This 1981 Canadian classic faced substantial censorship upon its initial release, but it’s since become a hugely popular standout in the genre. With the impact that the original had, it’s shocking that the only representation of the murderous miner has been a terrible 3D remake. With no spin-offs or sequels to speak of, the proper narrative ends, like so many other slashers, on an unresolved cliffhanger.

Harry Warden is the film’s boogeyman, a miner who was trapped and forced to resort to murder and cannibalism to survive. He blames the event on a Valentine’s Day dance and threatens the town with vengeance, but the town prepares to party again anywhere. As the film goes on, it turns out that Axel, a man driven mad by his father’s death at the hands of Warden, is the killer. He runs off screaming that he and Warden will be back, but, as it turns out, they never returned.

The Prowler

Interestingly, Joseph Zito’s The Prowler was released the same year as My Bloody Valentine and follows a weirdly similar plot. Just like the aforementioned slasher, the film takes place years after a gruesome murder on the night of an annual party. This town also decides to bring back its tainted tradition, only for things to go horribly wrong as someone else dons the mask of the killer. The primary differences between the two experiences are that the former has better writing and this one has horror legend Tom Savini providing the effects.

The titular Prowler is a World War II veteran who receives an inconsiderate break-up letter from his girlfriend back home. Rather than accept the admittedly unkind parting of ways and move on, he returns from the war and butchers both his former partner and her new flame. The killer of the piece is decked out in military gear and an eerily featureless mask. The film was known abroad as both Rosemary’s Killer and The Pitchfork of Death. This film didn’t exactly lay the groundwork for a sequel, but that rarely stops slasher franchises.

Opera Ghost – Stage Fright

Not to be confused with multiple other films called Stage Fright, including the 1987 slasher of which this 2014 film isn’t a remake. Instead, Jerome Sable’s 2014 slasher is a riff on the classic summer camp slasher movie. The new element here is that the camp is a theater retreat preparing to stage a performance of a supposedly haunted play. That play is a blatant knock-off of Phantom of the Opera, and the killer is essentially a man in a kabuki mask who slaughters actors and teachers alike.

The real draw of a franchise built around the Opera Ghost isn’t a continuation of the moderately effective story. It’s a chance to do a satire of the world of musicals as a slasher franchise. The summer camp locale has been done before, but imagine killers taking on the role of various legally distinct knock-offs of classic stage play characters. It could be excellent if handled well.

Leslie Mancuso – Behind the Mask: The Rise of Leslie Vernon

Most of the slasher genre has been dominated by a handful of big names and satirical takes on the concept. This is the latter, but it’s a well-executed black comedy with a surprisingly effective slasher villain. The film plays with the Scream concept by constantly drawing attention to its use of tropes and genre stereotypes, but it manages to be a deconstruction rather than a bad parody.

Leslie, the film’s killer, is a normal man who wants to canonize himself among his heroes like Freddy and Jason. He tells a story about becoming possessed and killing his family, only to be killed by the locals. He’s lying, however, and he’s actually something akin to a slasher movie Mr. Glass. Leslie is seeking his final girl and trying to cement his legend, and like all good slasher villains, he survives his apparent death.

Tucker & Dale vs. Evil

No, Tucker and Dale aren’t the villains of their debut film. They’re well-meaning hicks who are perceived as the villains by the requisite teens. However, the subversive and hilarious 2010 film absolutely lays the groundwork for an entire franchise of Tucker & Dale features. Imagine them bumbling their way through countless other horror subgenres as they struggle to survive. The film even ends with Tucker accidentally knocking over the first domino in a new misadventure. This could be the funniest series in horror if were allowed to continue.

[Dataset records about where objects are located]
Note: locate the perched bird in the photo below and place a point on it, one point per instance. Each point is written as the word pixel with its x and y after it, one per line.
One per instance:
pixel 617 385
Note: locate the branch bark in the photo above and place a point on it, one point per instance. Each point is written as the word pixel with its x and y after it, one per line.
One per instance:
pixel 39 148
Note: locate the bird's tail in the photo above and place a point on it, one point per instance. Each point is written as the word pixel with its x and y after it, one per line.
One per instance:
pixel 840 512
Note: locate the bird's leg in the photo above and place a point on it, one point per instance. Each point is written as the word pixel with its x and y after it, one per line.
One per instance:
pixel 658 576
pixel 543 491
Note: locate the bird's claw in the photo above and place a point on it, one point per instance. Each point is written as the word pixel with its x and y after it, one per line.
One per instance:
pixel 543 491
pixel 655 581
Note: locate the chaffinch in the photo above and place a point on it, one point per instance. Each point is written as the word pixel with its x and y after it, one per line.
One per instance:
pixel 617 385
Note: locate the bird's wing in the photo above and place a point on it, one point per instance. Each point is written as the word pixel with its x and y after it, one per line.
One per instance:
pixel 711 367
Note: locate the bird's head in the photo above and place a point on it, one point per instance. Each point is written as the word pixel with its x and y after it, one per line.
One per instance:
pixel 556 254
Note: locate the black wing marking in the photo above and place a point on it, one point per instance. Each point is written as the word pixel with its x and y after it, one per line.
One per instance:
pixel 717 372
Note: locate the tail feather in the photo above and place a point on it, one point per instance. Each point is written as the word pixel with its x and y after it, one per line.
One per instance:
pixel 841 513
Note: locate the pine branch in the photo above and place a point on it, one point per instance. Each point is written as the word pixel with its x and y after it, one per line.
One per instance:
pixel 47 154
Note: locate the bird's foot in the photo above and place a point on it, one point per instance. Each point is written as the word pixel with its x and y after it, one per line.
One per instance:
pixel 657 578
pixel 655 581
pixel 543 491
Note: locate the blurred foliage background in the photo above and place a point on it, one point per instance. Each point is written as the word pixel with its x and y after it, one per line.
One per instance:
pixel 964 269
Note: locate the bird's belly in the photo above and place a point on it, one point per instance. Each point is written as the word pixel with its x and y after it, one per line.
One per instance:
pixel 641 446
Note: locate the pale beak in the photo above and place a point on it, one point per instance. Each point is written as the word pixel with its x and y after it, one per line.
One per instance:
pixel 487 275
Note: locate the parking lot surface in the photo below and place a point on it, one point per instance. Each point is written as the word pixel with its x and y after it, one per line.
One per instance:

[TASK INSTRUCTIONS]
Translate this sentence from the slasher film article into Spanish: "The film was known abroad as both Rosemary’s Killer and The Pitchfork of Death."

[SOLUTION FOR THIS PROBLEM]
La película se conoció en el extranjero tanto como Rosemary’s Killer como The Pitchfork of Death.